BEGIN

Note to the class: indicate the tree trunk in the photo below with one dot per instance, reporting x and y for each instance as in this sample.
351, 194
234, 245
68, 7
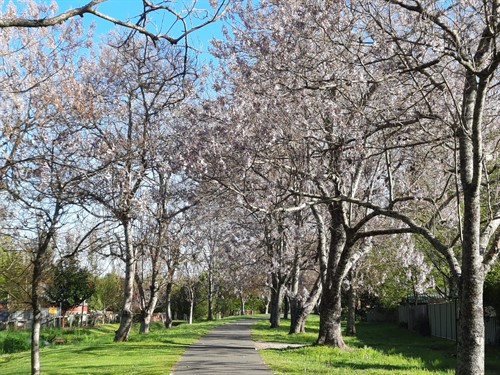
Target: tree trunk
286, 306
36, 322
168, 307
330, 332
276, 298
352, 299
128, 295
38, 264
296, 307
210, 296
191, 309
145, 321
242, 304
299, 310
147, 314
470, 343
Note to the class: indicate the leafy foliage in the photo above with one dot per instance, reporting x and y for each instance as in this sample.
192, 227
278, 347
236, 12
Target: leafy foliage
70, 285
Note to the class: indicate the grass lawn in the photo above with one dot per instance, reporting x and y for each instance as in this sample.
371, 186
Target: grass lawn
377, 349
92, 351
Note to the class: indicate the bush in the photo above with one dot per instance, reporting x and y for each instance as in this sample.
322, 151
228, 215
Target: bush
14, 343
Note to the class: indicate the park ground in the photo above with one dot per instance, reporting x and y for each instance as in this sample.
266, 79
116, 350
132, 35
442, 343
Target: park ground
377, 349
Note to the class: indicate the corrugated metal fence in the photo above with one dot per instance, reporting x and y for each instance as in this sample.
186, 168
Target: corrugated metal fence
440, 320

END
BEGIN

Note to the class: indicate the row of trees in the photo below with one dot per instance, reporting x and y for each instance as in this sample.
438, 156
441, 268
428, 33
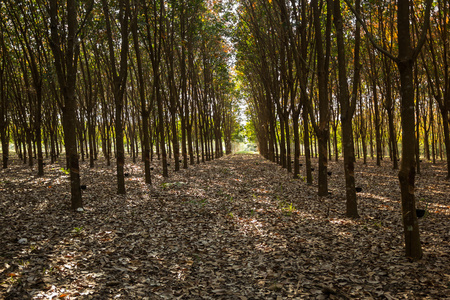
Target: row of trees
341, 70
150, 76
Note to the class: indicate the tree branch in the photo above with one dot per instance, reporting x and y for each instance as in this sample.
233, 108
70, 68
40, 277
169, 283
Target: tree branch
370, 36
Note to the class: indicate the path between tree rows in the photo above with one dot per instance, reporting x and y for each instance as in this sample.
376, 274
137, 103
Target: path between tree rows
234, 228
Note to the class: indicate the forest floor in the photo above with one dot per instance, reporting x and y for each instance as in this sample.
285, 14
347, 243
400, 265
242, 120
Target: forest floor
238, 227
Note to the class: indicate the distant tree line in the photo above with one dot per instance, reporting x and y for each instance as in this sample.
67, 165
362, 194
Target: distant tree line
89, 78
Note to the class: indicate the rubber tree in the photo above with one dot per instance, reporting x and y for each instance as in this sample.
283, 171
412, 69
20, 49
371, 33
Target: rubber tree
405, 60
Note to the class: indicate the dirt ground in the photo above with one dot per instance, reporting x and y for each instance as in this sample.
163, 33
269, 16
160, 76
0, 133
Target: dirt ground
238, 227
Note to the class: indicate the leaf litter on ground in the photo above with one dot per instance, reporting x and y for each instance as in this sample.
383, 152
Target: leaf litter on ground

END

• Activity:
In the entries above, the lines from the one bearing "Note to the class: indicate the forest" up to and including the one bearing "Target: leaf litter on ground" should be transcribed exactly; no other line is wanted.

• Result below:
Note to the class: indicate the forest floor in the photo above with one dot per instance, reporting x and y for each instance as in this sample.
285, 14
347, 243
400, 265
242, 120
Target: forest floor
238, 227
Note to the class: indicate the distant tree line in the photo above with one dot per instance, reporting x and y for each instance as in this sample.
67, 165
362, 194
Target: distant tree line
89, 78
Note to the class: indicate the rubber tree in the photo above with one dot per instance, reporting x and y for each instance as in this sample.
283, 171
412, 69
20, 49
371, 33
Target: rubber tree
405, 60
Note to the class: indicate the dirt ground in the photo above with one dot per instance, reporting x and y for each instance as in this sample.
163, 33
269, 16
160, 76
0, 133
Target: dirt ground
238, 227
Note to the class: indicate the leaf litter on ground in the photo above with one dot per instance, reporting x and y for each instance as in this sample.
383, 152
Target: leaf litter on ground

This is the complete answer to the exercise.